**Instructions for the task**
Reproduce each entry below exactly as it appears.

**Records for the task**
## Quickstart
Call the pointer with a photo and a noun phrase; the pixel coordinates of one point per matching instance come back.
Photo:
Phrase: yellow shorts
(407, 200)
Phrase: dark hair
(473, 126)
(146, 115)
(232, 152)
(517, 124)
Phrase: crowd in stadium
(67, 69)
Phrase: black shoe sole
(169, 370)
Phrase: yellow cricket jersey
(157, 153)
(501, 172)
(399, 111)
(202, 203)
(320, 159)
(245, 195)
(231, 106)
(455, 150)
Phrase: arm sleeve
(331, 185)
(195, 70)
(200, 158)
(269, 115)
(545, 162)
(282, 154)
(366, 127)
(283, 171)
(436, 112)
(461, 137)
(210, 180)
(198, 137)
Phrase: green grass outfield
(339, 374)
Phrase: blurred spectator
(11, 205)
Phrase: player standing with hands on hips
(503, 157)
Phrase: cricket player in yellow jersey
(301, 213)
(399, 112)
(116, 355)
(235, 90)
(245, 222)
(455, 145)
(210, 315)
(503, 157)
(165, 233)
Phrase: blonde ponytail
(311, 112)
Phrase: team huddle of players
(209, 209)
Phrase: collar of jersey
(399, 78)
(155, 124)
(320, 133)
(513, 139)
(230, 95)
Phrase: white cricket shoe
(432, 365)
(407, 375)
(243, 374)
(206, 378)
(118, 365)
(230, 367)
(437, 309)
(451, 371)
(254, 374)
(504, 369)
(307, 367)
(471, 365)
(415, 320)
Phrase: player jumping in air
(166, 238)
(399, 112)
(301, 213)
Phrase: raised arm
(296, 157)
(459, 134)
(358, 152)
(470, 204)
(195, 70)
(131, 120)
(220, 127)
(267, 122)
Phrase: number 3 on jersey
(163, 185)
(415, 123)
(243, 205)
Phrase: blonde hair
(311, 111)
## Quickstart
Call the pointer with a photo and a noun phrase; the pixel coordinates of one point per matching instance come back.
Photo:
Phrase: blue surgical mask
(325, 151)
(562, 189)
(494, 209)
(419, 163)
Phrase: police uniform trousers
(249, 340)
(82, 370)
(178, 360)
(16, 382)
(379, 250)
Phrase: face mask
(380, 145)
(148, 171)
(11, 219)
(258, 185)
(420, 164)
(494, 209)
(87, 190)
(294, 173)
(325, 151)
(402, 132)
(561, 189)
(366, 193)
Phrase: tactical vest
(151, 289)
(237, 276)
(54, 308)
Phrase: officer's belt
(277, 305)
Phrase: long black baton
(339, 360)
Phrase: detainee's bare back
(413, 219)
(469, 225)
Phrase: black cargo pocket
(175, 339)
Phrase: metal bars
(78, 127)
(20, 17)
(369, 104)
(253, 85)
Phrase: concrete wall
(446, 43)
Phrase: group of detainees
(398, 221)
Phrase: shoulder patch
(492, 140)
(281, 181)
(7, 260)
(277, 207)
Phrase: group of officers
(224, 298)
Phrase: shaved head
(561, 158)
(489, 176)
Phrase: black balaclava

**Answer to this problem**
## Quickstart
Call the pointer with a photo and a noun phrase; the pixel coordinates of one point per matching instance come back.
Photo:
Phrase: yellow shorts
(407, 200)
Phrase: dark hair
(473, 126)
(146, 115)
(232, 152)
(517, 124)
Phrase: crowd in stadium
(67, 69)
Phrase: black shoe sole
(169, 370)
Phrase: yellow cricket jersey
(157, 153)
(501, 172)
(399, 111)
(202, 203)
(320, 159)
(245, 195)
(231, 106)
(455, 150)
Phrase: arm sleeve
(331, 185)
(195, 70)
(200, 158)
(269, 115)
(545, 162)
(282, 154)
(366, 127)
(283, 171)
(436, 112)
(461, 137)
(210, 180)
(198, 137)
Phrase: green grass outfield
(339, 374)
Phrase: blurred spectator
(11, 205)
Phrase: player standing with hands on hips
(503, 157)
Phrase: cricket player in yellow jersey
(301, 213)
(399, 112)
(116, 355)
(235, 90)
(245, 222)
(455, 145)
(210, 315)
(503, 157)
(165, 233)
Phrase: blonde ponytail
(311, 112)
Phrase: team huddle of players
(209, 209)
Phrase: collar of jersey
(399, 78)
(155, 124)
(320, 133)
(513, 139)
(230, 95)
Phrase: white cricket shoe
(432, 365)
(407, 375)
(243, 374)
(206, 378)
(118, 365)
(230, 367)
(437, 309)
(451, 371)
(254, 374)
(504, 369)
(307, 367)
(471, 365)
(415, 320)
Phrase: player jumping in air
(166, 238)
(399, 112)
(301, 213)
Phrase: raised arm
(296, 157)
(459, 134)
(358, 152)
(470, 204)
(195, 70)
(131, 120)
(220, 127)
(267, 122)
Phrase: number 3 on jersey
(163, 185)
(415, 123)
(243, 205)
Phrase: blonde hair
(311, 111)
## Quickstart
Call the pointer with a photo and a noun phrase; the pixel coordinates of one point per matching instance come back.
Photo:
Phrase: blue surgical mask
(325, 151)
(562, 189)
(494, 209)
(419, 163)
Phrase: police uniform trousers
(249, 340)
(82, 370)
(178, 360)
(16, 382)
(379, 250)
Phrase: face mask
(380, 145)
(148, 171)
(11, 219)
(258, 185)
(420, 164)
(494, 209)
(87, 190)
(294, 173)
(325, 151)
(402, 132)
(561, 189)
(366, 193)
Phrase: tactical vest
(151, 289)
(237, 276)
(54, 308)
Phrase: officer's belt
(277, 305)
Phrase: long black baton
(339, 360)
Phrase: detainee's bare back
(413, 219)
(469, 225)
Phrase: black cargo pocket
(175, 339)
Phrase: metal bars
(78, 127)
(20, 17)
(369, 104)
(253, 85)
Phrase: concrete wall
(446, 43)
Phrase: group of detainees
(398, 221)
Phrase: shoulder patch
(492, 140)
(281, 181)
(7, 260)
(277, 207)
Phrase: group of officers
(224, 298)
Phrase: shaved head
(561, 158)
(489, 176)
Phrase: black balaclava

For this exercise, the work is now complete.